RECORDED INFORMATION
------

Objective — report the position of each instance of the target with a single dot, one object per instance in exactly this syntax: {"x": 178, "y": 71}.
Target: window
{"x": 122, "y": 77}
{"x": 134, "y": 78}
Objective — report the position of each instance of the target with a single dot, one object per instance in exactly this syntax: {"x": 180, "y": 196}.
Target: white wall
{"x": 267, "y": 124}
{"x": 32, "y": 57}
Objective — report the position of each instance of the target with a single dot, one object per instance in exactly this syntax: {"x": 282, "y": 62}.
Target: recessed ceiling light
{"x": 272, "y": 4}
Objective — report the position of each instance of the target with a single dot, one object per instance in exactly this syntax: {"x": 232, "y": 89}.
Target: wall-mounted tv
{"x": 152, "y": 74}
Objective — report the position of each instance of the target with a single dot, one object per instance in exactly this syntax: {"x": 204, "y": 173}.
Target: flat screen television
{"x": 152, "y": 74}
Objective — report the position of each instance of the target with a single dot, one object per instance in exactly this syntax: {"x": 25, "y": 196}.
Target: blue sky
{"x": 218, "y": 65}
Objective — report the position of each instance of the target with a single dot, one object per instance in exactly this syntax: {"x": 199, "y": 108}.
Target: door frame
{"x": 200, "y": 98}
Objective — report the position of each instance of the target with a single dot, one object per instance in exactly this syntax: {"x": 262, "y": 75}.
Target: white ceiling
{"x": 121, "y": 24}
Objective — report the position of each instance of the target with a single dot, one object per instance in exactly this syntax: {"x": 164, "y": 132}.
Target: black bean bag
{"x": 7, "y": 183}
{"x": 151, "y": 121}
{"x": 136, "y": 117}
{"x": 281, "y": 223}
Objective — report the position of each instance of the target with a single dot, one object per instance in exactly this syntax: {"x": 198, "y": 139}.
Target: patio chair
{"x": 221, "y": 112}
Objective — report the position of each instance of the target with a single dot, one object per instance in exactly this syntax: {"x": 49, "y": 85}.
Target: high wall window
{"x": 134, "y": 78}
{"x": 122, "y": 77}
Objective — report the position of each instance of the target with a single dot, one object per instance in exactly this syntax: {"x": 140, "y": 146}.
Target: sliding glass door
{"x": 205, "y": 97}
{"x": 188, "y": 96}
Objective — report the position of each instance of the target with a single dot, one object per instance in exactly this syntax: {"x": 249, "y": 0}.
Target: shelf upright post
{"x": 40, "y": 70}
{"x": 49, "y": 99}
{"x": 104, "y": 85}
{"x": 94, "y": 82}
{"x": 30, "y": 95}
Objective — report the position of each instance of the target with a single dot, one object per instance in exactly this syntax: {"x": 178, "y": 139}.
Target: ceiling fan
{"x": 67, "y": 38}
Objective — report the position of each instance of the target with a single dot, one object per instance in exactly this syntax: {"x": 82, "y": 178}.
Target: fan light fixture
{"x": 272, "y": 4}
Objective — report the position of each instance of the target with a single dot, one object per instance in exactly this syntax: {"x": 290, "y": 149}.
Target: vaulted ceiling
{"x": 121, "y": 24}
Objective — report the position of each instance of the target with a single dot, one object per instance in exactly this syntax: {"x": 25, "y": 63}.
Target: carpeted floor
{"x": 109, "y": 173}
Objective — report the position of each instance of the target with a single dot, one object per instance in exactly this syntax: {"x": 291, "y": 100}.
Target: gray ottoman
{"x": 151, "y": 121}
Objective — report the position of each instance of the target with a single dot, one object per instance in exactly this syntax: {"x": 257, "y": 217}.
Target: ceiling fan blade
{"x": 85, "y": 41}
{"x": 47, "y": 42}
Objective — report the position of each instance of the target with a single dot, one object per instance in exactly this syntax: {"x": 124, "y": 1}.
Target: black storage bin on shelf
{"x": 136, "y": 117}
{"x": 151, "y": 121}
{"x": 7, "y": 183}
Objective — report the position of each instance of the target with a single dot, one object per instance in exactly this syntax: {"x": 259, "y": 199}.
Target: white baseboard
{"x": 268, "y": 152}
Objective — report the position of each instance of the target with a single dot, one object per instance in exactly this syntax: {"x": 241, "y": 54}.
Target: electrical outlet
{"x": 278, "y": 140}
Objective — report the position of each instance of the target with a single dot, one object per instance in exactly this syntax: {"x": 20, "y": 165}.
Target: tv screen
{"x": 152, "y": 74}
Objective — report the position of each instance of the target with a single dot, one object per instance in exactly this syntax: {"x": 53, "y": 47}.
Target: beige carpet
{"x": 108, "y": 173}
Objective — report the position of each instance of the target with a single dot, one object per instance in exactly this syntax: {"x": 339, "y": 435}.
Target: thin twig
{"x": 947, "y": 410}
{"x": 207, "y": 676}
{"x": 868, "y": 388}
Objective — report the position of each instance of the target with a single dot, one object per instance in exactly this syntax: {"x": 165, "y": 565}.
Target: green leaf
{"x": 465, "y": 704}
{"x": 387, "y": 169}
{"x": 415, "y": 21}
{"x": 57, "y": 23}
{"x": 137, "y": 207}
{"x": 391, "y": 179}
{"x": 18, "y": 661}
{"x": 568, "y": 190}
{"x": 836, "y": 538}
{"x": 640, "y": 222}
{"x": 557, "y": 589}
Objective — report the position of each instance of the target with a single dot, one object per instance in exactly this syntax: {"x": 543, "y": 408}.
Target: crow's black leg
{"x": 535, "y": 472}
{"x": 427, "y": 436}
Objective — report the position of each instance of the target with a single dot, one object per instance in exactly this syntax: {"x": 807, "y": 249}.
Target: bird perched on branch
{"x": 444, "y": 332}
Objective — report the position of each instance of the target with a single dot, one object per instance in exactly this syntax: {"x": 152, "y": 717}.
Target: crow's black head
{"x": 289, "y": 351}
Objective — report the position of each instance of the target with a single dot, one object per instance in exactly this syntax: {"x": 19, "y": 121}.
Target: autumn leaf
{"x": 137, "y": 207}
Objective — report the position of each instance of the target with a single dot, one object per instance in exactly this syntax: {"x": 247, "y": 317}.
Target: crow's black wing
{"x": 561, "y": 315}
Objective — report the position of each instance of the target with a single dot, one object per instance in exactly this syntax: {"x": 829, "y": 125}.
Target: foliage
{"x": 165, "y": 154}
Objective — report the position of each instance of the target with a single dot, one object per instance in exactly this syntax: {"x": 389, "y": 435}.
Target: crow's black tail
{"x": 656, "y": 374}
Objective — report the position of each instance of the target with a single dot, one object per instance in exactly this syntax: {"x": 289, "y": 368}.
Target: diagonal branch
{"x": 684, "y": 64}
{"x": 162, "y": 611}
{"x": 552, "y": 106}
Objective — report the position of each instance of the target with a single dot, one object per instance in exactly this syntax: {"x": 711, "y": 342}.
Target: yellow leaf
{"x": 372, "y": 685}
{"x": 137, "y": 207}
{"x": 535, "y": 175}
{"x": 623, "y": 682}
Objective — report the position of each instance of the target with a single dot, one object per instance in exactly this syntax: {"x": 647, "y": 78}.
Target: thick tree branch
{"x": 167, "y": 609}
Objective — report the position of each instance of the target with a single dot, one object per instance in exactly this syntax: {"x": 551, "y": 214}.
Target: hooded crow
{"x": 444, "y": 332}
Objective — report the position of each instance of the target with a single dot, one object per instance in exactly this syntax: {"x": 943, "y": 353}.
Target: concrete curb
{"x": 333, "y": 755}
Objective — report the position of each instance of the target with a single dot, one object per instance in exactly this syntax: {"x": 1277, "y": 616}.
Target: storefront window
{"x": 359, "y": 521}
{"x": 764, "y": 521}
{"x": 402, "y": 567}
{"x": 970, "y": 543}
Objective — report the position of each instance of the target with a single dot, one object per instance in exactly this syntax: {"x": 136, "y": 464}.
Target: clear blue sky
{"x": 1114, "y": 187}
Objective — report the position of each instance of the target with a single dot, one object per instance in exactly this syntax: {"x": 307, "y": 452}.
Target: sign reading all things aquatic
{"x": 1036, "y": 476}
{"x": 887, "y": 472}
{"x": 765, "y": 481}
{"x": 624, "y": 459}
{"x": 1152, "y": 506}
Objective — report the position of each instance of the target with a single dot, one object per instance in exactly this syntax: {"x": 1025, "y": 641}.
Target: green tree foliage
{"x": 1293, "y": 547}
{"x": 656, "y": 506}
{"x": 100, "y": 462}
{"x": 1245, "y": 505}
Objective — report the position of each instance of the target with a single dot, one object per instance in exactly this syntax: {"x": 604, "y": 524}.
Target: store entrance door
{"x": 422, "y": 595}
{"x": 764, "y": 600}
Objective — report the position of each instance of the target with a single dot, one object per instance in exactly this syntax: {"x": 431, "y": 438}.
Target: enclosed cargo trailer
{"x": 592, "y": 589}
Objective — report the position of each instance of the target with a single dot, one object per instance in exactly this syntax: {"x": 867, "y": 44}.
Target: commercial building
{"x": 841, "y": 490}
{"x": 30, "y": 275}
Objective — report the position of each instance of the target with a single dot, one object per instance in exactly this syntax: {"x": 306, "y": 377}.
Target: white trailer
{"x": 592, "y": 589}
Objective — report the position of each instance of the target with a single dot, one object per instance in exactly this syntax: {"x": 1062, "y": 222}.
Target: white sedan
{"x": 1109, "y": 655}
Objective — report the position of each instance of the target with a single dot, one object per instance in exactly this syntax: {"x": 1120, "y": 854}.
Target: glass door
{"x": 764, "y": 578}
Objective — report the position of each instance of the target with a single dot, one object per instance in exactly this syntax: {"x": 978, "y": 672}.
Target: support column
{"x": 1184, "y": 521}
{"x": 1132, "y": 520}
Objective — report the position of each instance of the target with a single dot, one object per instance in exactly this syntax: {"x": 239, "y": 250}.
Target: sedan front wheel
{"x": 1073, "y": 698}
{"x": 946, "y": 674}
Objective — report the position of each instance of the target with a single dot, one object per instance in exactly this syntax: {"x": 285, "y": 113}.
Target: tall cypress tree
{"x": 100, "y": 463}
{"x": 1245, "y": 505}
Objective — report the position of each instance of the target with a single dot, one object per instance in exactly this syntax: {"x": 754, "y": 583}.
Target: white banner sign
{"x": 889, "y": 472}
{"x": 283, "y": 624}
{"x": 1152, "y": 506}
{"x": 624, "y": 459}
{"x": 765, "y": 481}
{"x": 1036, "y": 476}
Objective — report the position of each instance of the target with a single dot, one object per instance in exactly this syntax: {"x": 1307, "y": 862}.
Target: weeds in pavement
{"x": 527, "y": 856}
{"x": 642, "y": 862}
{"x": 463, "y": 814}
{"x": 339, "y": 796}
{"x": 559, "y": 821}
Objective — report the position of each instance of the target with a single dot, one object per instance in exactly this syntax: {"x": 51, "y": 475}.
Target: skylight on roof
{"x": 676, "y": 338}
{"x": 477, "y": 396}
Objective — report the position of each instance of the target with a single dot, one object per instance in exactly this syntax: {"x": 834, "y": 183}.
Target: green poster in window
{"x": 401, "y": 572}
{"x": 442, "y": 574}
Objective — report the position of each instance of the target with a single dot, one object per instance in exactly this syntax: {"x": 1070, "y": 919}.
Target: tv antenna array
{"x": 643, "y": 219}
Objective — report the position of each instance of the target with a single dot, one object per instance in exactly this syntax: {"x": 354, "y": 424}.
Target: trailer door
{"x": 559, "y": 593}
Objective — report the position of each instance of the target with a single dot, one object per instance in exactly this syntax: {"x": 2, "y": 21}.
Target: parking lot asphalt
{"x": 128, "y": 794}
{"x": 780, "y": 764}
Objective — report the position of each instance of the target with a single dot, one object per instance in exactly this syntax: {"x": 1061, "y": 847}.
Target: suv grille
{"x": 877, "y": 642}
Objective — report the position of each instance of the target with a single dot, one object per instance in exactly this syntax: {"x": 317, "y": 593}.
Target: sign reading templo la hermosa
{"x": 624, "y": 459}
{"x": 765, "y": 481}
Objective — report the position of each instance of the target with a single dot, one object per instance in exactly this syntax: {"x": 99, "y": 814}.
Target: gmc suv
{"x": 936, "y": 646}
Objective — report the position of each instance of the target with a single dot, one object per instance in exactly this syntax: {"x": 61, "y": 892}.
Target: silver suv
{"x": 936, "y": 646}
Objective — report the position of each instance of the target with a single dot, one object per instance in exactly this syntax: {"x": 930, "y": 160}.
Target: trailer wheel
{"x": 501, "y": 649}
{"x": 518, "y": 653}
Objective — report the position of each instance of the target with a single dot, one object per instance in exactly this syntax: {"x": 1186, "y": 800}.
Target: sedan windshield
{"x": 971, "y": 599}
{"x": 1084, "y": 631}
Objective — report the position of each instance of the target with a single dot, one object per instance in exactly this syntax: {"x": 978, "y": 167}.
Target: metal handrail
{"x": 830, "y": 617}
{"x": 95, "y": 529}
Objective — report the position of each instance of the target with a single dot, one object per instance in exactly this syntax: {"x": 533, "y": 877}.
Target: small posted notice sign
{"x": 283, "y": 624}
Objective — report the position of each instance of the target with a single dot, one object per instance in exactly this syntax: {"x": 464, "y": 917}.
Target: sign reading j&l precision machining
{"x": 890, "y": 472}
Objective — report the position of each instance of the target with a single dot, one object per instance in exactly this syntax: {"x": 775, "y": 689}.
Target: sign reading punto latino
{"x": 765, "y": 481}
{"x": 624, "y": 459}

------

WORK TO COMPLETE
Which lines of the items above contain the word "leaf", with case significant? Select and copy each of them in full.

OUTPUT FOR THIS TASK
Target: green leaf
Target: autumn leaf
Target: yellow leaf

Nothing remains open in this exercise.